#### Given problem 1
Can you retype the Gaudi TensorFlow passage, starting at "For details on" and ending at "may improve performance."?

_ _ _ _

Bert Large pre-training Phase 1

64

Bert Large pre-training Phase 2

8

MaskRCNN

4

TensorFlow Mixed Precision

For details on how to run mixed precision training of TensorFlow models on Gaudi, refer to TensorFlow Mixed Precision Training on Gaudi.

(non-)Optimal Constructs

TensorFlow ops are implemented as Synapse graphs which usually contain one node (aka HPU op) with TPC or MME kernel invocation. HPU ops are clustered and compiled together by the graph compiler which implements various optimizations to boost performance.

The following sections highlights methods which may improve performance.

Avoid Non-Logical Transpose Operations

Transpose taking place on an axis that is not the Fastest-Changing-Dimension is a logical operation and only manipulates tensor metadata. Otherwise, it is a DMA operation that takes some time (copying the entire tensor to another address).

_ _ _ _

#### Given problem 2
How many lines in the rows below contain the string "dress", with case counting? Reply with the number only.

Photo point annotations
_ _ _ _

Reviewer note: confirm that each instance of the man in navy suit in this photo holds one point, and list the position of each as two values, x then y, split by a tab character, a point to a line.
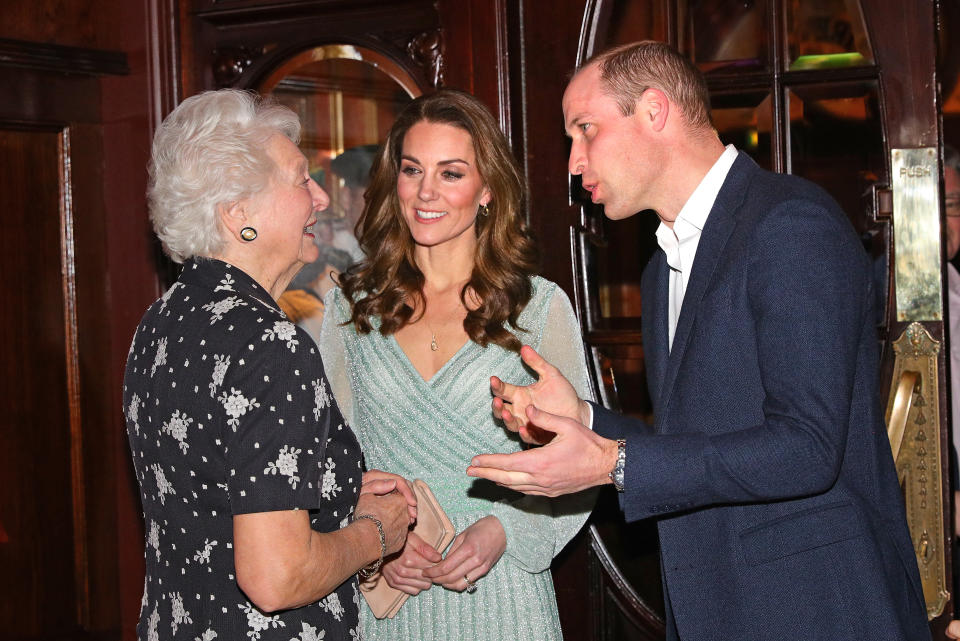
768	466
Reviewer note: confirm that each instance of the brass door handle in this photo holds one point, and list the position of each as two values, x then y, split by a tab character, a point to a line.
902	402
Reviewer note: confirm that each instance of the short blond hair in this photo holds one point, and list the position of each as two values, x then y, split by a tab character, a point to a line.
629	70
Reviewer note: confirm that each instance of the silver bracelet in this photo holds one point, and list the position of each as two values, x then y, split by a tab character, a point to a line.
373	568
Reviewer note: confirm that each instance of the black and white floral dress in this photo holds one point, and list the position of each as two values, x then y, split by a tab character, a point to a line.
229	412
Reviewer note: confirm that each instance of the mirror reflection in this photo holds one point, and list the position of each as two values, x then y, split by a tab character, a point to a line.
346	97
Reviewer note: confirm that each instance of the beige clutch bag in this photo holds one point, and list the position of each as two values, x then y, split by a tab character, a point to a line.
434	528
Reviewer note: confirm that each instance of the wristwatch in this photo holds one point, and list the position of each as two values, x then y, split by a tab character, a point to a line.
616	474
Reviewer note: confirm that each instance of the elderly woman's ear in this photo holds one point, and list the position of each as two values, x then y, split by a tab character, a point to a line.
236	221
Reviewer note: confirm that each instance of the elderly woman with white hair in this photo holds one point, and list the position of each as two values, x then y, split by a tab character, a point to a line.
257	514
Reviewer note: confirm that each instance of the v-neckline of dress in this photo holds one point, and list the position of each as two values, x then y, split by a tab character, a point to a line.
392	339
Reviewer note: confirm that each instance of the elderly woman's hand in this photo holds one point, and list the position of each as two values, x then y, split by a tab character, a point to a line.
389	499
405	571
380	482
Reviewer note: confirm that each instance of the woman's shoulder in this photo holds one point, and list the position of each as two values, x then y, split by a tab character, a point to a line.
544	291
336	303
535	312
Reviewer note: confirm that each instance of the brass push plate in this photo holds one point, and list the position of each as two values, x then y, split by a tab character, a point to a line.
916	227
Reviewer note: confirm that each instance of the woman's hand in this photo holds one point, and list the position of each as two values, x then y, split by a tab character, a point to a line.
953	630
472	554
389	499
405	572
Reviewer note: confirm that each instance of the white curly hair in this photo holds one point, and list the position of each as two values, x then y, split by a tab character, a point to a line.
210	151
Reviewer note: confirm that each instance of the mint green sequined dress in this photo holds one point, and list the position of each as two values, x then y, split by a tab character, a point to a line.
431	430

_ _ _ _

#### Problem solution 1
For details on how to run mixed precision training of TensorFlow models on Gaudi, refer to TensorFlow Mixed Precision Training on Gaudi.

(non-)Optimal Constructs

TensorFlow ops are implemented as Synapse graphs which usually contain one node (aka HPU op) with TPC or MME kernel invocation. HPU ops are clustered and compiled together by the graph compiler which implements various optimizations to boost performance.

The following sections highlights methods which may improve performance.

#### Problem solution 2
3